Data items
━━━━

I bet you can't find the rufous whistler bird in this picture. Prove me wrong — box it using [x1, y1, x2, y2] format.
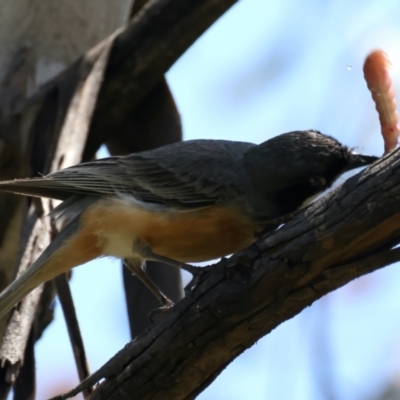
[0, 130, 377, 317]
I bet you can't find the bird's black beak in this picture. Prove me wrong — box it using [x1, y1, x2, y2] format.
[346, 153, 378, 171]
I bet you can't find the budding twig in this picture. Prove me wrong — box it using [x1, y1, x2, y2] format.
[363, 50, 400, 154]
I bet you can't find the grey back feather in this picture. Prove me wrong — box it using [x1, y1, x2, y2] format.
[6, 139, 255, 208]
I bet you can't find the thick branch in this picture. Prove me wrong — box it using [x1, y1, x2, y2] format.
[55, 150, 400, 400]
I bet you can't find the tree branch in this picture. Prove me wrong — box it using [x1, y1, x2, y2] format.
[54, 274, 92, 397]
[51, 150, 400, 400]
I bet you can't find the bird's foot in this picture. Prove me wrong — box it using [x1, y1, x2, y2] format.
[149, 299, 175, 323]
[183, 264, 215, 296]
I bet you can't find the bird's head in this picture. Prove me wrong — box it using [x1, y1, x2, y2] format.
[245, 130, 378, 216]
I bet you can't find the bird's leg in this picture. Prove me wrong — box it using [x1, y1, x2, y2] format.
[133, 240, 215, 299]
[123, 258, 174, 308]
[133, 239, 205, 276]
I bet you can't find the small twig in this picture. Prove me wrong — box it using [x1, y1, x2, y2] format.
[55, 274, 92, 398]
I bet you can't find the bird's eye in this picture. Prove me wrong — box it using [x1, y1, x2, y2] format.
[308, 176, 326, 187]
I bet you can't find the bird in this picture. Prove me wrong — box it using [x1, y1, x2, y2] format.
[0, 130, 377, 318]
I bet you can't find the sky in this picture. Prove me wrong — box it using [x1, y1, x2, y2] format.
[34, 0, 400, 399]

━━━━

## Prompt
If pictures appear among the records, do not carry them over; retype the rest exactly.

## Reply to the exercise
I bet you can't find the rufous whistler bird in this picture. Prove me wrong — box it using [x1, y1, x2, y2] format.
[0, 130, 377, 317]
I bet you can't find the bird's black beak in this picture. Prove me wrong — box it using [x1, y1, x2, y2] format.
[346, 153, 378, 171]
I bet you can't find the budding twig in this picture. Prove me wrong — box it using [x1, y1, x2, y2] format.
[363, 50, 400, 154]
I bet you can't find the grey back feather in this picture. Prove me wrong — box it using [x1, y1, x2, y2] format.
[6, 139, 255, 208]
I bet you can't find the thick branch in this picture. Prove me wrong — box it using [x1, y1, x2, y2] format.
[55, 150, 400, 400]
I bet you can't find the tree branch in this picture. Prove me wrong — box it using [x1, y1, x2, y2] format.
[54, 274, 92, 397]
[51, 150, 400, 400]
I bet you can't find the bird's foot in this picture. Prove me wrong — box it using [x1, y1, x2, y2] format.
[149, 299, 175, 323]
[183, 264, 215, 296]
I bet you can't find the bird's head in this picture. Prove me wrong — box it using [x1, y1, x2, y2] format.
[245, 130, 378, 216]
I bet you can't find the bird's leg in this picture. Prove me wrong — box it using [x1, y1, x2, y2] format.
[133, 240, 215, 299]
[123, 258, 174, 308]
[133, 239, 205, 276]
I bet you can't find the small twig in this picture. Prove me wrong — box it using [x1, y1, x2, y2] format.
[55, 274, 92, 398]
I bet you can't find the bird's eye in this picture. Prove me wrong — box it using [x1, y1, x2, y2] format.
[308, 176, 326, 187]
I bet you can't find the bird in this picture. Prove me wrong — box it using [x1, y1, x2, y2] format.
[0, 130, 377, 318]
I bet you can't find the sky in this picture. Prove me wrong — box it using [x1, y1, x2, y2] format.
[34, 0, 400, 399]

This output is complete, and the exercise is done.